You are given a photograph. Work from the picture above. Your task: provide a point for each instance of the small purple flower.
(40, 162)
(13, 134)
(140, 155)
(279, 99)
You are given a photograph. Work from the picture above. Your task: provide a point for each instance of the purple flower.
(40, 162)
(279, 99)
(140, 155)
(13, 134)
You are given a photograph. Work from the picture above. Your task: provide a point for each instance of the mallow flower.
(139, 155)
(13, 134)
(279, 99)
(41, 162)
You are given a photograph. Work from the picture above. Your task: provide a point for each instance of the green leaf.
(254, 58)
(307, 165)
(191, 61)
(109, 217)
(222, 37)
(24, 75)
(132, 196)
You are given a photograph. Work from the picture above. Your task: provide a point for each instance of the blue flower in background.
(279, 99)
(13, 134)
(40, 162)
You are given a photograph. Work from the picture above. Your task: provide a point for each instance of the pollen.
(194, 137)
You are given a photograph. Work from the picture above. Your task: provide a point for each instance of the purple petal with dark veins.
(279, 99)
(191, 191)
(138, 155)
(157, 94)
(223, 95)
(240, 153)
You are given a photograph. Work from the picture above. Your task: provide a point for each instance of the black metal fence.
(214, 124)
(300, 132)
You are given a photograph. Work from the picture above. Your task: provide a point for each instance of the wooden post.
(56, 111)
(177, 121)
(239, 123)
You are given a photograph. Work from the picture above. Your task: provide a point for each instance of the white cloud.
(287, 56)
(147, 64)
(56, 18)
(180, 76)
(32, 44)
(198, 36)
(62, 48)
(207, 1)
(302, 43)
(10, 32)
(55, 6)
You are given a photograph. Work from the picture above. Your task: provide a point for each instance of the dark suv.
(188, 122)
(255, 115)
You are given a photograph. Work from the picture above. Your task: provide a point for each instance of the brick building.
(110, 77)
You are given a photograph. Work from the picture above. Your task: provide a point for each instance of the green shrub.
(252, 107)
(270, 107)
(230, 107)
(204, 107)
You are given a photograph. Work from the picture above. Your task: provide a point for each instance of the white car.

★ ★ ★ ★ ★

> _Required task_
Every line from the one containing "of the pollen." through the last line of the entries must be written out verbatim, and no other line.

> _Solution for this exercise_
You are given a photograph. Work from the picture above. Your task: provide a point for each instance of the pollen.
(194, 137)
You are given a photograph. Work from the picture above. Your task: provide a point for each instance of the purple petal with dark veins.
(279, 99)
(191, 191)
(138, 155)
(157, 94)
(223, 95)
(240, 153)
You are given a photograph. Work from the picture above. Your task: provide a point for each instance of the black metal fence.
(214, 124)
(300, 132)
You are given a photograph. Work from the picture above. Your task: provide a point for each instance of the wooden post.
(56, 111)
(177, 121)
(239, 123)
You are given a photograph. Work from the picture above. Your task: provide a point for each instance of the white cloud.
(287, 56)
(147, 64)
(56, 18)
(180, 76)
(32, 44)
(198, 36)
(62, 48)
(207, 1)
(302, 43)
(10, 32)
(55, 6)
You are given a photograph. Work from the picture above. Your task: provide a point for each instance of the dark suv.
(188, 122)
(255, 115)
You are given a photograph. Work from the picture above. Your task: provide a point for each instance of the brick building.
(110, 77)
You are given a photograph. Work from the picture above. Your task: provide a point for each instance of the green shrub.
(252, 107)
(270, 107)
(230, 107)
(204, 107)
You are given a photograph. Work from the picture above. Your task: provide a point for each instance of the white car.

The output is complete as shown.